TASK TO COMPLETE:
Please answer these three questions using the data sharing guidelines below, one answer per line and numbered to match.
1. How long should one allow for the data use agreement process?
2. Unless special conditions apply, what must an email address end in for data to be shared with it?
3. About how long does the EAS Study Team take to review a concept proposal?

Data Access, Usage, and Sharing Guidelines
Effective data sharing is crucial for advancing research, collaboration, and knowledge discovery. This document provides guidelines for different use cases to ensure responsible and ethical data sharing practices, as well as adherence to NIH data management and sharing policies.
This document outlines some policies and use cases to help address data usage by: (1) principal investigators and their labs, (2) secondary data users, and (3) users of highly identified data.
Please note that these guidelines are in draft form and should be adapted and customized based on feedback from the EAS mPIs.
General Guidelines
Origin of data and Closed Datasets: Data generated at Albert Einstein College of Medicine will first be stored on Einstein Aging Study servers and databases. Data generated at other primary sites will be stored as per local regulations and regulations described in data use agreements. Thereafter digital data will be shared with the EAS Tech and Data Management Core for integration, documentation, validation and archiving. Once closed datasets are ready, they will be shared via the EAS Sharepoint site with all data users.
Emailing data: As the EAS Sharepoint site grows to maturity, ideally we would leverage that storage (or Box) to share data. If you feel that data MUST be emailed, please consult with [Dr. Nelson Roque][mailto:nur375@psu.edu] for alternatives first.
Valid emails: Unless special conditions apply (e.g., sharing with an industry partner with DUA, reliance agreements), data will only be shared with email addresses ending in .edu
Data Use Agreements All users of data outside of Albert Einstein College of Medicine will require a data use agreement (DUA). DUAs are initiated by emailing Mindy Katz (mindy.katz@einsteinmed.edu) and copying Dr. Nelson Roque (nur375@psu.edu). Please allow up to 12 weeks for this process (start to finish). Timelines may vary by the nature of the request and type of institution (university vs industry).
Concept Proposals
- All uses of data must be documented by completing the EAS Concept Proposal Form.
- Concept proposals are reviewed by EAS Study Team members within a reasonable time (~ 1 month or less).
- Feedback is provided that captures any concerns of scientific overlap with existing grant aims, data usage, or other issues.
- Concept proposals may be withdrawn by the proposer at any time via email to the EAS Tech and Data Management Core.
- If and when a concept proposal is approved, the EAS Tech and Data Management Core will be engaged to either prepare a bespoke dataset or share access to - an existing closed dataset that encompasses the needs listed in the request.

DATA PROVIDED:
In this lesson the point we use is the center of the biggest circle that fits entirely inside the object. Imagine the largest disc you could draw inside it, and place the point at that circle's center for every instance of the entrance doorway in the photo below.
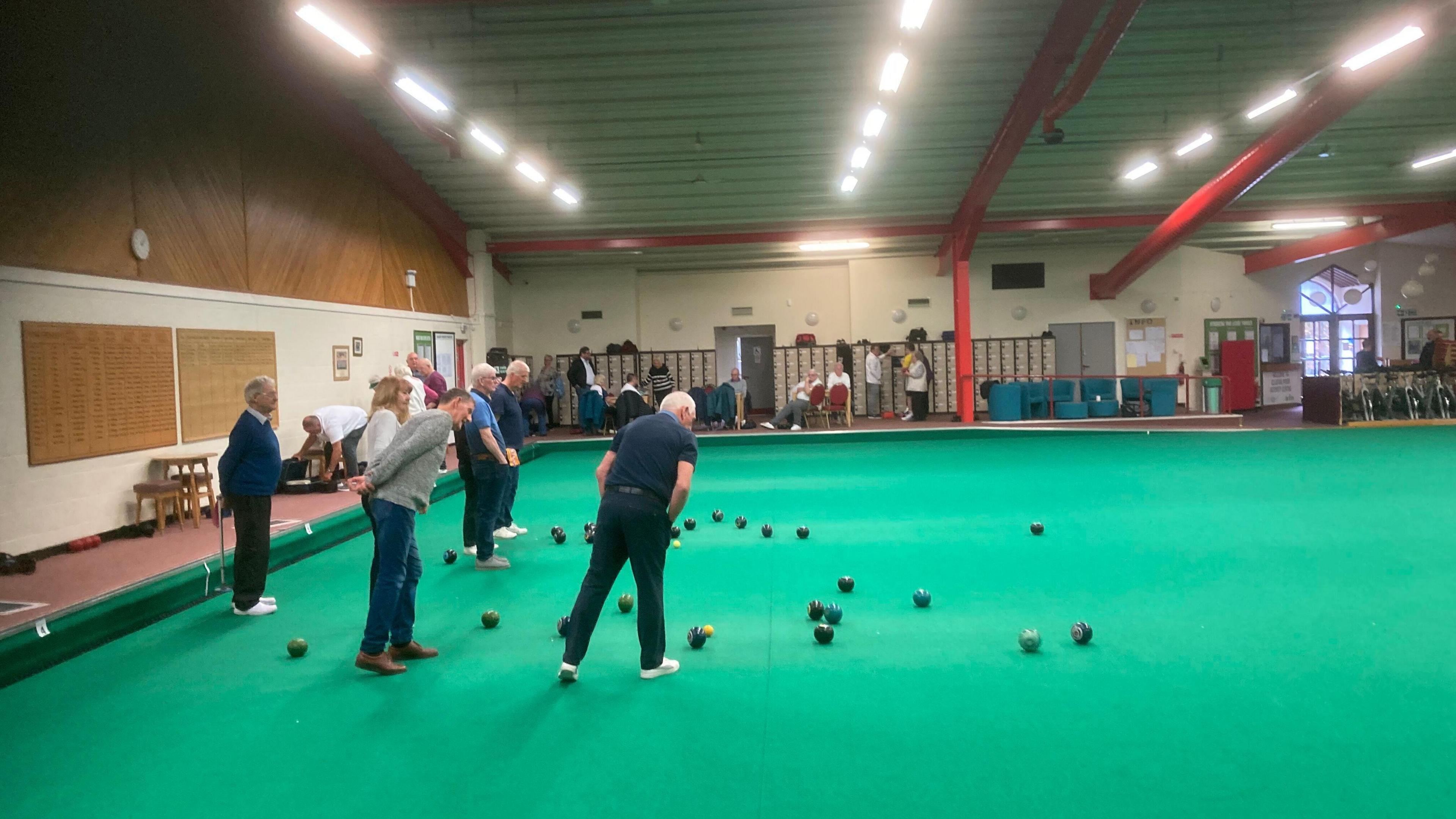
(1337, 312)
(750, 349)
(1087, 349)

WRITTEN ANSWER:
1. Up to 12 weeks, start to finish.
2. .edu
3. About one month or less.